Go through the records and transcribe them exactly, passing over any picture.

+ + +

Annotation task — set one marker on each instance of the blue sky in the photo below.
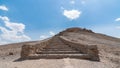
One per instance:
(25, 20)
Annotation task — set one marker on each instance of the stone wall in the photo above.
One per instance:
(32, 49)
(91, 50)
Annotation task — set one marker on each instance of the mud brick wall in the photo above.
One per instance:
(91, 50)
(32, 49)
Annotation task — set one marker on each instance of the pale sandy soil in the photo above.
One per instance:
(9, 62)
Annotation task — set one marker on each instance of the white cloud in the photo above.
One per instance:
(51, 33)
(72, 2)
(72, 14)
(4, 8)
(12, 32)
(4, 18)
(83, 2)
(117, 19)
(118, 27)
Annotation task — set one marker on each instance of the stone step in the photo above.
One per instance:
(58, 52)
(58, 56)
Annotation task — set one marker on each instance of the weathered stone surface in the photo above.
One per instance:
(91, 50)
(28, 49)
(59, 47)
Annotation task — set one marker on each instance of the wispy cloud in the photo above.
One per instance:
(12, 32)
(117, 19)
(3, 7)
(72, 14)
(72, 2)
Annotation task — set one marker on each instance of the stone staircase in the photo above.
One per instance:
(57, 49)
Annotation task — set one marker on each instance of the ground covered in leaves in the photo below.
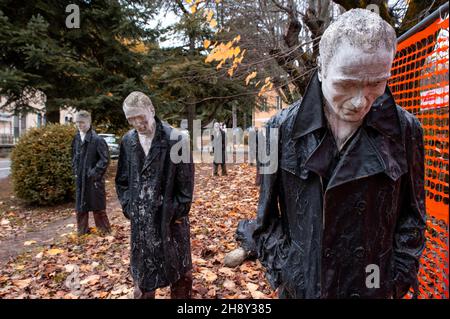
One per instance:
(98, 267)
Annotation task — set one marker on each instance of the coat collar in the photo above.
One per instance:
(377, 147)
(310, 116)
(159, 143)
(87, 137)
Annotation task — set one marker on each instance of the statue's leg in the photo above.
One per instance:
(83, 223)
(182, 289)
(142, 294)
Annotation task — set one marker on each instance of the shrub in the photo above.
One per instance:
(41, 166)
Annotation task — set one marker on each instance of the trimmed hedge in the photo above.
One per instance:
(41, 166)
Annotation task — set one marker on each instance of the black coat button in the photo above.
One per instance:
(359, 252)
(361, 207)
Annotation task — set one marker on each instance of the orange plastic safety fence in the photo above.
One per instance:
(420, 84)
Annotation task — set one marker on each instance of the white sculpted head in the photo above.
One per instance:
(83, 121)
(356, 54)
(140, 113)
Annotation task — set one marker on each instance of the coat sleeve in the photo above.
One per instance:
(122, 180)
(74, 169)
(409, 238)
(184, 186)
(269, 236)
(103, 159)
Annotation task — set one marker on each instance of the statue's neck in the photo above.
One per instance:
(342, 130)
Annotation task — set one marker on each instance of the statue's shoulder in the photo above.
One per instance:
(173, 134)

+ + +

(Response area)
Annotation task — set one marker on each instance of the blue sky in the photo below.
One per instance:
(25, 20)
Annotation task — set one marker on each instance of the stone wall in the photo above.
One per instance:
(32, 49)
(91, 50)
Annotation task — set one marker on each instance of the mud brick wall in the photo above.
One per instance:
(91, 50)
(32, 49)
Annotation task — set one marker on each instance of the pale sandy soil in the photo above.
One per instance:
(9, 62)
Annotation task — set one marker on each instance of the white cloud in the photo above.
One per instance:
(51, 33)
(72, 2)
(72, 14)
(4, 8)
(12, 32)
(4, 18)
(83, 2)
(117, 19)
(118, 27)
Annotation task — set one marker on each instance of the stone step in the photo above.
One per instance:
(58, 52)
(58, 56)
Annotation task — set one marker on each instance of the weathered stone surface in the photo above.
One per instance:
(91, 50)
(28, 49)
(59, 47)
Annotation task — set one marker on each instance of the wispy cloud in the photo above.
One per instance:
(12, 32)
(117, 19)
(3, 7)
(72, 14)
(72, 2)
Annotation task — set one marker on each instance of the stone staircase in the photo above.
One per instance:
(57, 49)
Annotation task — set one marker on each instance of the ground covered in leaves in the photo below.
One per instance:
(98, 267)
Annotation task — set one marker on each instance of the coat collar in the photo above.
One per instance:
(377, 147)
(310, 116)
(159, 143)
(87, 137)
Annotation task — set one marker on each instance of the statue's leg in the photo above.
One per instance:
(83, 223)
(182, 289)
(142, 294)
Annotation task — set one marker on each instance of the shrub in the photo above.
One per instance:
(41, 166)
Annotation task — set one marker on each instance of the trimmed hedge in the photo above.
One per instance:
(41, 166)
Annotation task — set one marker on each instance of the black coat button in the photo above.
One per instance:
(359, 252)
(361, 207)
Annotation task — set one marker on each instance of the orange plastic safety fence in the photo above.
One per instance:
(420, 84)
Annotation task — set one marker on each instance of the white sculpted head in the photo above.
One per instance:
(83, 121)
(356, 54)
(140, 113)
Annotation task — set one marker on each instance of the coat sleeve in the photo above.
One per instance:
(122, 180)
(74, 169)
(409, 238)
(184, 186)
(269, 236)
(103, 159)
Annotation task — set one marker on each instance of the statue's neck in the photo above.
One per instance:
(342, 130)
Annotation task — set one marker on each instance of the statue's shoulder in the photo above.
One per instance:
(173, 134)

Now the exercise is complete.